> Problem statement:
The answer must be every record below, repeated exactly.

> Data to process:

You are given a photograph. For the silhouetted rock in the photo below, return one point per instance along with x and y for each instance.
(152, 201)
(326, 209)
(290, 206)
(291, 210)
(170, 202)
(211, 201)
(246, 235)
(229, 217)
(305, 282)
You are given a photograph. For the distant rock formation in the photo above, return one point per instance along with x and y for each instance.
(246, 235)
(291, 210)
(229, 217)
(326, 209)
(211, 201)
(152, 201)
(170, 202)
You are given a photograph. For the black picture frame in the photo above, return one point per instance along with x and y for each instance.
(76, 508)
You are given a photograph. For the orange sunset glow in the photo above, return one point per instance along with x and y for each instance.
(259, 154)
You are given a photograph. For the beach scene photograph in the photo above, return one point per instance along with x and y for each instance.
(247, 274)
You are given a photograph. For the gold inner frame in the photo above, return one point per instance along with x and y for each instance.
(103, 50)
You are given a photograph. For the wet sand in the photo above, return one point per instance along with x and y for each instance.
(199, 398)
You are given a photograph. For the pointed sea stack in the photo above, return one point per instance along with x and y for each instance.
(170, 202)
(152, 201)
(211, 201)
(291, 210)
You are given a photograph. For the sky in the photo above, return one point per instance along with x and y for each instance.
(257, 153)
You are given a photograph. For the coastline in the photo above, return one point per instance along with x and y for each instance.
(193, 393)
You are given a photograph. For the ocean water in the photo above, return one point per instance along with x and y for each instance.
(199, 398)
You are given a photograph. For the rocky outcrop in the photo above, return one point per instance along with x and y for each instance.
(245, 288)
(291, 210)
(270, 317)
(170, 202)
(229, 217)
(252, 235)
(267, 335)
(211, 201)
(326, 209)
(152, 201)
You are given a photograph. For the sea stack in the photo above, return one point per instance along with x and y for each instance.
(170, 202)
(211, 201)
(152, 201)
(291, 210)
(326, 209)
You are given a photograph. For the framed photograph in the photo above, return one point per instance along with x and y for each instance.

> Result below:
You are given a photograph. For the silhouetted rock in the photo below, return one point per instance along with x and y for each instance.
(152, 201)
(326, 209)
(290, 206)
(291, 210)
(170, 202)
(211, 201)
(246, 235)
(229, 217)
(305, 282)
You are given a photograph. For the distant rock formation in the photo above, return one point per instance along with x and y for each instance.
(246, 235)
(291, 210)
(229, 217)
(326, 209)
(211, 201)
(152, 201)
(170, 202)
You are given a photograph. For the black picture frame in the photo above, return one point per instance along with x and y for each instance.
(76, 508)
You are given a photograph. For the orange sunset glow in the photo above, return one point per instance along with x and y for each instance.
(259, 154)
You are given a photograph. For the beach scene photograph in the photo above, return one point per instance along with x and y for each instance.
(247, 274)
You are given a photograph. For the gold inner frame in the photo above, return one point per instance along with x and y for each instance.
(103, 50)
You are given a photograph. For the wet sand in the photo above, return one point per instance along with x and y for each instance.
(199, 398)
You are given a photograph. For the pointed sea stack in the photo above, return one point per instance along with x and y for each instance.
(170, 202)
(152, 201)
(211, 201)
(291, 210)
You are given a photograph. For the sky in the photo above, return one point per instance along with x and y for each instance.
(257, 153)
You are given a photograph. For the coastline in the photo above, return one point per instance along with x and y for each instance.
(193, 393)
You are given a photograph. For the ocean water in the photo above, return one point per instance along with x and y for each instance.
(199, 398)
You are given a photograph. For the rocky outcrop in the photo above, return one point per instance along with x and y for each instance.
(245, 288)
(291, 210)
(270, 317)
(170, 202)
(229, 217)
(252, 235)
(267, 335)
(211, 201)
(326, 209)
(152, 201)
You are given a photograph. For the sea stack in the photo above, return one point per instance along with x and y for each instance.
(170, 202)
(211, 201)
(152, 201)
(291, 210)
(326, 209)
You are given a photograph. For the framed photograph in the photo above, return one point per instance along with x and y for each instance.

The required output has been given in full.